TO DO –
a. For the passage on building erofs images for overlayfs, decide whether each statement agrees with it: (i) the 256 whiteout files named `00` to `ff` are added to the root directory; (ii) any `trusted.overlay.*` attributes found in the source are escaped to `trusted.overlay.overlay.`; (iii) each inode's extended attributes are written in asciibetical order by full name. Answer yes or no for each, quoting the words of the passage that decide it.
b. Write the next part of the passage on building erofs images for overlayfs, picking up after its last sentence.

PASSAGE GIVEN –
%%
In that case, we'd collect the inodes in this order:
1. `/`
1. `/bin/`
1. `/bin/cfsctl` (aka `/usr/libexec/cfsctl`)
1. `/usr/`
1. `/usr/lib/`
1. `/usr/lib/libcomposefs.so`
1. `/usr/lib/libglib-2.0.so`
1. `/usr/libexec/`

(skipping `/usr/libexec/ctlctl` because we already had it by the time we encountered it).

So that's 8 inodes, in that order.

## Special handling for overlayfs

Ultimately, the erofs image that we produce needs to be used as a layer in an
overlayfs stack. There are a lot of cases where the thing that we write out
only makes sense to overlayfs. There are other cases where we need to avoiding
writing out things that overlayfs would treat as "special".

`libcomposefs` writes 256 files named from `00` to `ff` into the root directory
as character devices with major/minor of (0, 0). Those are overlayfs whiteouts
and they are needed for older versions of overlayfs which don't support "data
only" layers. We don't target these versions, so *we don't add these files*.
We also don't mark the root directory as opaque or do anything else special
with it.

Conversely, if we encounter a character device with major/minor (0, 0) then we
need to escape it to make sure that it appears as such in the final composed
image (and does not get handled by overlayfs as a whiteout). We do that by:
TODO (not implemented yet).

We also need to make sure that the only `trusted.overlay.*` attributes which we
write are ones that came from us. If we encounter any `trusted.overlay.*`
attributes in the source, we escape them to `trusted.overlay.overlay.`, causing
them to lose their special meaning.

## Extended attribute handling

For each inode, we collect and write the extended attributes in asciibetical
order, by full name. Note: this is different than the shared xattr table which
has a more complicated sorting, but maybe we want to unify the two.

We use the hardcoded prefix indexes (which is actually mandatory).

We don't use "long prefixes", but we might start doing that at some point,
because it would sure be nice to not have to write `"overlay.redirect"`,
`"overlay.metacopy"` and `"selinux"` over and over again. The feature seems
complicated, though...

## Collecting shared xattrs

`erofs` has a facility for sharing xattrs where the name and the value are
identical, and we use it. After we've collected all of our inodes, we iterate
the list and take note of all (name, value) pairs. If any (name, value) pair
appears more than once, we share it.

The process of "sharing" involves modifying the original inode. We iterate the
present xattrs, and for each attribute that we share, we remove it from the
"inline" list and add it to the "shared" list, in the same order as it appeared
in the inline list.
%%
SUPPLIED INFORMATION –
%%
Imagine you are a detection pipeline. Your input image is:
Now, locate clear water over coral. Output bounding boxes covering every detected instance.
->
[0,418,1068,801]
%%
RESPONSE LIST –
a.
(i) No: "We don't target these versions, so *we don't add these files*."
(ii) Yes: "If we encounter any `trusted.overlay.*` attributes in the source, we escape them to `trusted.overlay.overlay.`"
(iii) Yes: "For each inode, we collect and write the extended attributes in asciibetical order, by full name."

b.
NB: this operation is performed on the flattened inode list, not the directory
tree. That means that if a particular (name, value) pair appears uniquely on
an inode with multiple hardlinks, we'll count that as a single occurrence and
it won't be shared.

Note also: the attributes that we add ourselves are considered candidates for
sharing. That means that if we had two external files which were not hardlinks
but nevertheless contained the same data, we'd end up sharing their
`trusted.overlayfs.` attributes.

## The composefs header

`erofs` leaves the first 1024 bytes of the file free to us, and we store a
32-byte header at offset 0. The kernel ignores this, and our mount code
doesn't actually do anything with it at the moment, either. We try to fill it
out in the same way as `libcomposefs`:

* `magic` (`u32`): `0xd078629a`
* `version` (`u32`): I think this is something like the overall file format
version. If this changes, then things are possibly incompatible, and maybe
this isn't even an `erofs` anymore. Currently `1`.
* `flags`: `0`
* `composefs_version`: I think this is something like a statement about the
current strategy for layout decisions. If this changes, the algorithm for
building the file has probably decided to put things in different places
(and the checksum of the file will have changed), but the result is still
understandable as an `erofs`. Currently `1`.

## The superblock

* `checksum`: we don't fill that out
* `feature_compat`: we set `MTIME` and `XATTR_FILTER`
* `blkszbits`: we use 12, for a block size of 4096
* `root_nid`: that's going to end up being 36, which follows from the fact
that we put the root inode directly following the superblock, at offset
`1024 + 128` = `1152`. `1152 / 32` = `36`.
* `inos`: we currently set that to the number of inodes in the filesystem.
`libcomposefs` adds some extra file content (the `00`..`ff` whiteouts) so
it gets a larger number than we do.
* `blocks`: the total filesize, divided by 4096.
* `build_time`, `build_time_nsec`: since we only use extended format inodes,
these fields are meaningless and we currently set them to 0 (which is
different from `libcomposefs`).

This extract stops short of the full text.